**REQUIRED WORK**
Your answer should hold exactly the lines from the one with "[mark] silver car" through the final line of the data below, reproduced as written.

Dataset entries
════════════════
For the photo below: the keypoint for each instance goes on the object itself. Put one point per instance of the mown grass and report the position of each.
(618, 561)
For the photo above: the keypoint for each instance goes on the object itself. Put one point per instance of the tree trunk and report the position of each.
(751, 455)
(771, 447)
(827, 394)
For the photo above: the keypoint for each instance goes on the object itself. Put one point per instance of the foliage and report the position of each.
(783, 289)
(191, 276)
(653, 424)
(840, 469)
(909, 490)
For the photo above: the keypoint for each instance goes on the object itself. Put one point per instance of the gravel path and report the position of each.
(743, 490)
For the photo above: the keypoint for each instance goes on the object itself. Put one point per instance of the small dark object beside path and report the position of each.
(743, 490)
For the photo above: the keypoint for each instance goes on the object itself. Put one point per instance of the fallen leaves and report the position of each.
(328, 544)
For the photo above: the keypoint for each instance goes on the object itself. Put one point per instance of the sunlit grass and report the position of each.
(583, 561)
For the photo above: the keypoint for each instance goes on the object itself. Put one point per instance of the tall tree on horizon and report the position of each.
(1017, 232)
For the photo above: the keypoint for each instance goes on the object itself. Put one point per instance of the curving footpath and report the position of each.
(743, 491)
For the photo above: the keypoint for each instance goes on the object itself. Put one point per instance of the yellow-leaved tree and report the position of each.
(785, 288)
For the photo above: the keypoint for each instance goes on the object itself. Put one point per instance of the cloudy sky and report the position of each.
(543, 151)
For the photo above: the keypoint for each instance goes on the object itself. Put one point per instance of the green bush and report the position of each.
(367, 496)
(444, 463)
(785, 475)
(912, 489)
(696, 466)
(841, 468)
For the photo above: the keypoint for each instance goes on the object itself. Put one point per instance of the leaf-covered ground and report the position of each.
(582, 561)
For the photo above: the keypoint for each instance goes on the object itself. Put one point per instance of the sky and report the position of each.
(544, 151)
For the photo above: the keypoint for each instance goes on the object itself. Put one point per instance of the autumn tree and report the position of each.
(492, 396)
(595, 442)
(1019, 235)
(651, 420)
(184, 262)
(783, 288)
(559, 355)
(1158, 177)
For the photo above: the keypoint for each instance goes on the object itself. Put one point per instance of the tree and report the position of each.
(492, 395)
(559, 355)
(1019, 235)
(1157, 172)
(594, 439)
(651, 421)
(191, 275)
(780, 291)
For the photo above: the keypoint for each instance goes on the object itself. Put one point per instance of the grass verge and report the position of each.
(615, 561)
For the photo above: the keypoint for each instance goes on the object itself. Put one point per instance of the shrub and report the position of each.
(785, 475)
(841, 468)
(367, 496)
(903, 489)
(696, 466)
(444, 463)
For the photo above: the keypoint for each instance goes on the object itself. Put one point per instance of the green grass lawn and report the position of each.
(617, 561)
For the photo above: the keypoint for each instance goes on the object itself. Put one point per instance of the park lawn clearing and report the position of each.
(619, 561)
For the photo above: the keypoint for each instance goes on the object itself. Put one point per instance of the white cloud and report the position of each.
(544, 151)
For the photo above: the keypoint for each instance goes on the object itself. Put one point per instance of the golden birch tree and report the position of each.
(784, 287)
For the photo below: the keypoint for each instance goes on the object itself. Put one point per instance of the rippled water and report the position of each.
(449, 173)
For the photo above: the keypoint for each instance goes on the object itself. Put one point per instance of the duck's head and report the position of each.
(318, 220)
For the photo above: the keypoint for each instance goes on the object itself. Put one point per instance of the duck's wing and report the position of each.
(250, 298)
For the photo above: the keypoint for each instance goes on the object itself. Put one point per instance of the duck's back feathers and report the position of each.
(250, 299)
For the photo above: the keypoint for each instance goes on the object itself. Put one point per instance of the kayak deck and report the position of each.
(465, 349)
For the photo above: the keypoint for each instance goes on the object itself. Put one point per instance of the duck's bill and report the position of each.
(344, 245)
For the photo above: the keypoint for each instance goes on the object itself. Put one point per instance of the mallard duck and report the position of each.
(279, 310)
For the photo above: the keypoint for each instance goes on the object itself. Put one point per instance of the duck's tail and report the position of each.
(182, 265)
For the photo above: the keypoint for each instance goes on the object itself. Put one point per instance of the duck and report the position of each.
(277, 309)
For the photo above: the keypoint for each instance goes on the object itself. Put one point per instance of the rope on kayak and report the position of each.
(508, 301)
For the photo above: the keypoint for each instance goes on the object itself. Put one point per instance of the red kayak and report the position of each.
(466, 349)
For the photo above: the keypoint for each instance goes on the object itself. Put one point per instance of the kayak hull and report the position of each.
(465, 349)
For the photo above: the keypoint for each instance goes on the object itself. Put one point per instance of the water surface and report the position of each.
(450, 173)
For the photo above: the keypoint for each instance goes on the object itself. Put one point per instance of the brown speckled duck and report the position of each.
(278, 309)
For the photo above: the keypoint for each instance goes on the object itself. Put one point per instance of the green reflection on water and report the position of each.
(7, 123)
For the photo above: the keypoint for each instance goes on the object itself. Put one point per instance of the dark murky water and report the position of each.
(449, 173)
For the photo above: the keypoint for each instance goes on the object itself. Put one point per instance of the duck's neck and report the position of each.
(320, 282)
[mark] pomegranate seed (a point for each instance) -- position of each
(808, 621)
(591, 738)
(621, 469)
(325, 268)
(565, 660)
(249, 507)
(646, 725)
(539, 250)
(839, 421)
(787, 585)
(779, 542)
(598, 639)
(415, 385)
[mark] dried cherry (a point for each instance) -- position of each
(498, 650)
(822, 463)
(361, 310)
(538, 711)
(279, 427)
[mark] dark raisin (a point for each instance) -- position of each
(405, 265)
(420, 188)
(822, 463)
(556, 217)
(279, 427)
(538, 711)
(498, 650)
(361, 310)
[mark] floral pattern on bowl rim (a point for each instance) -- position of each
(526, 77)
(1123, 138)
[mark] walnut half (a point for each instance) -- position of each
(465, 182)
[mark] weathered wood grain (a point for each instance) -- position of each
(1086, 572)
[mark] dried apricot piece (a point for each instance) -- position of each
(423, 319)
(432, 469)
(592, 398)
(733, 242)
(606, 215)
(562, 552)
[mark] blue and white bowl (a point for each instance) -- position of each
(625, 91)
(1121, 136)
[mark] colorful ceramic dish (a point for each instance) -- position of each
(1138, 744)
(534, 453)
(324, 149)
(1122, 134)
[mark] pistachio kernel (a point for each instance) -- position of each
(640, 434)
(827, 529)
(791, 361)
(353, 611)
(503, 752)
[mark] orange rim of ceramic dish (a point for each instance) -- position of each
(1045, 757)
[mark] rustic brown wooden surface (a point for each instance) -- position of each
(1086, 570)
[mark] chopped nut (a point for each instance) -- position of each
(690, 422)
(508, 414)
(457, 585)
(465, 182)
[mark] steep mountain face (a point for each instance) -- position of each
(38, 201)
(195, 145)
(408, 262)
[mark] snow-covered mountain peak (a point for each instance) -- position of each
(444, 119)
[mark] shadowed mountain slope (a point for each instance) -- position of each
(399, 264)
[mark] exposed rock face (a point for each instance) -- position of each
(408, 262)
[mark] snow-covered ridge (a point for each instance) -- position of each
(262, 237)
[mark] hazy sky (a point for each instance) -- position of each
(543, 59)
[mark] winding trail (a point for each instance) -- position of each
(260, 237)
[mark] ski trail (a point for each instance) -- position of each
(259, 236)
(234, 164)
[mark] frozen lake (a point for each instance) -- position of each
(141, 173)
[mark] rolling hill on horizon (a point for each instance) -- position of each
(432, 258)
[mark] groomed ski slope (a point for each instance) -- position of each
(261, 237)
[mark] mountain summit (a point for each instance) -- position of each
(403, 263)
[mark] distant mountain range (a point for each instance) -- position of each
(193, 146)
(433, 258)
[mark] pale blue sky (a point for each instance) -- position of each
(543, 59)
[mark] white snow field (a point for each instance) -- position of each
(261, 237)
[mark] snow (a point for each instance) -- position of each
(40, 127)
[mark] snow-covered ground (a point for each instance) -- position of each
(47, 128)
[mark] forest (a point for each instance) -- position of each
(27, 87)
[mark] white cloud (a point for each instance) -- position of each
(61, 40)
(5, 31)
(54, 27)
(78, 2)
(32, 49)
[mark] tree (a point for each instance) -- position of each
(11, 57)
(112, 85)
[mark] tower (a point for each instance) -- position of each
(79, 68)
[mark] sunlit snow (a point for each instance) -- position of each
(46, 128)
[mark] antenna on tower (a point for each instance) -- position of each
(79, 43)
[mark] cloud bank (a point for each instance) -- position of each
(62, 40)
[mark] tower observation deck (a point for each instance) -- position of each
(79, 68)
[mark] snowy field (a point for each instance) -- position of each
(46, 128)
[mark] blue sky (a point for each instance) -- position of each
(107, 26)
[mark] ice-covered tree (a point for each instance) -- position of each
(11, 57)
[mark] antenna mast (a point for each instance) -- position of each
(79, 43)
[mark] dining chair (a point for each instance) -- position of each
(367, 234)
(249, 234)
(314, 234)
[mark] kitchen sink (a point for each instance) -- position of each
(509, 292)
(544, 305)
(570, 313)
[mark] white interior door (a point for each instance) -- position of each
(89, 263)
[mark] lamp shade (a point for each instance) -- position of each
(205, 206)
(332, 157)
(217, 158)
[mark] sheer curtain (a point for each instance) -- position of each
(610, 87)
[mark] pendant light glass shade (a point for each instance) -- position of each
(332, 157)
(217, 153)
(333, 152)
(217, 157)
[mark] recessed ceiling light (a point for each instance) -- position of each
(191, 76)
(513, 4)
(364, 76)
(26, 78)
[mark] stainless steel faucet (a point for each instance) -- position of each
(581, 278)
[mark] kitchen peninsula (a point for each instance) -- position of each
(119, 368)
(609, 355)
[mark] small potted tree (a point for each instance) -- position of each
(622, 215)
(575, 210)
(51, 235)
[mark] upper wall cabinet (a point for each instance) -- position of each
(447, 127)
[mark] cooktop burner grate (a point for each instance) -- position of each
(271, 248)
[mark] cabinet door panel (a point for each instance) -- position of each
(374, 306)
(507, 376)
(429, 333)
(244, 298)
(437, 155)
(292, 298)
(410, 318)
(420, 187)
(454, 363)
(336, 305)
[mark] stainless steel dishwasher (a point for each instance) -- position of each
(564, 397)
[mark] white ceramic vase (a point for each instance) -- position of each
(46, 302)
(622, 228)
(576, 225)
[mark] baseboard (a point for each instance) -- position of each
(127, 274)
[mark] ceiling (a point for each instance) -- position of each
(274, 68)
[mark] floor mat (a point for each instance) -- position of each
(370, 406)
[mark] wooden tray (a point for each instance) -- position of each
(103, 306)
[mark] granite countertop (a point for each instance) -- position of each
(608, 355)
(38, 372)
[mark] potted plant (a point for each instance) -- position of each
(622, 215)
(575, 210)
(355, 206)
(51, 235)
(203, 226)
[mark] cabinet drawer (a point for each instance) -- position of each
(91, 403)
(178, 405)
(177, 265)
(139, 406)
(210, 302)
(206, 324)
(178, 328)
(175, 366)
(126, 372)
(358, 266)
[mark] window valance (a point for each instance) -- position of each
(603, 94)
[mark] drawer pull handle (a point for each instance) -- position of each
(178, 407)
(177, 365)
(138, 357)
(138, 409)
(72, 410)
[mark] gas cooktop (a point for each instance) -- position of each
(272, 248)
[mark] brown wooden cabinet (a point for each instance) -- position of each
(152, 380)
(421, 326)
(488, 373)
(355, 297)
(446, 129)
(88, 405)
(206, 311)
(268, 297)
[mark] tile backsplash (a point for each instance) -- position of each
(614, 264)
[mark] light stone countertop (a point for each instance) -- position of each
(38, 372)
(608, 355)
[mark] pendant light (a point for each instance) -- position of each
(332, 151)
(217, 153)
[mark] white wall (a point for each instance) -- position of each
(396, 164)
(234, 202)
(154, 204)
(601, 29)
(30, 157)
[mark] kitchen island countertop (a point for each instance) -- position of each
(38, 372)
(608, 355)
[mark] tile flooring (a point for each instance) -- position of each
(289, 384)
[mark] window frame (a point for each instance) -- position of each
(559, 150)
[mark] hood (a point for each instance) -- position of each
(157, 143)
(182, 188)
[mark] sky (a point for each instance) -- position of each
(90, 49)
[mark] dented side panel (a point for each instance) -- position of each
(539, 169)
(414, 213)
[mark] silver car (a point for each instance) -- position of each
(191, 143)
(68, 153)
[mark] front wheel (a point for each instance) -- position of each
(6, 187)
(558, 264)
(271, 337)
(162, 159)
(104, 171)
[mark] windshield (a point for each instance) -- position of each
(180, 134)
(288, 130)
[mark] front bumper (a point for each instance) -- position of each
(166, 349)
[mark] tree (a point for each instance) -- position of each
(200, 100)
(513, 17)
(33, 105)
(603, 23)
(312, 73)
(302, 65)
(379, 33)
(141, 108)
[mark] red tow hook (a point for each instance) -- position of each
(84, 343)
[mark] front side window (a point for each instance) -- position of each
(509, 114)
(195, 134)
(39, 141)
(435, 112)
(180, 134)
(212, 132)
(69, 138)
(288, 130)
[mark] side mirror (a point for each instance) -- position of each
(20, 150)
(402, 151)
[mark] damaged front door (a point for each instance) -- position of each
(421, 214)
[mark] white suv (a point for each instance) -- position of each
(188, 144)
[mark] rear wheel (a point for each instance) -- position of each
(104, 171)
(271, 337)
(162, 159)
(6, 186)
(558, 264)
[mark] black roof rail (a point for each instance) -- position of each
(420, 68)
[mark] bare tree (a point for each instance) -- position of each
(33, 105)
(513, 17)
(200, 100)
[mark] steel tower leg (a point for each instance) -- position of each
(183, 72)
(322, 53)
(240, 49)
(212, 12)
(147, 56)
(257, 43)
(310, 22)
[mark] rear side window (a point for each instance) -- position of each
════════════════
**OUTPUT OF THE TASK**
[mark] silver car (a point for each instance) -- position of each
(191, 143)
(68, 153)
[mark] front wheel (a point for each instance) -- position of each
(6, 187)
(558, 264)
(271, 337)
(162, 159)
(104, 171)
[mark] windshield (a point for each instance) -- position of each
(180, 134)
(288, 130)
[mark] front bumper (a point for each instance) -- position of each
(166, 349)
[mark] tree (a point for each instance) -- position of each
(200, 100)
(513, 17)
(33, 105)
(603, 23)
(312, 73)
(302, 65)
(379, 33)
(141, 108)
[mark] red tow hook (a point for each instance) -- position of each
(84, 343)
[mark] front side window (a point for each instance) -- position of each
(509, 114)
(195, 134)
(39, 141)
(435, 112)
(180, 134)
(212, 132)
(69, 138)
(288, 130)
[mark] side mirror (a point for each instance) -- position of each
(20, 150)
(402, 151)
[mark] damaged front door (a point for each instance) -- position of each
(421, 214)
[mark] white suv (a point for each instance) -- position of each
(188, 144)
[mark] rear wheel (a point for each instance) -- position of each
(104, 171)
(271, 337)
(162, 159)
(6, 186)
(558, 264)
[mark] black roof rail (a point for each instance) -- position of each
(420, 68)
[mark] bare tree (a point for each instance) -- position of each
(33, 105)
(513, 17)
(200, 100)
[mark] steel tower leg (a point for each instance) -- position of each
(183, 72)
(322, 53)
(240, 49)
(212, 12)
(147, 56)
(257, 43)
(310, 22)
[mark] rear side window (a point for each instance) -- position of each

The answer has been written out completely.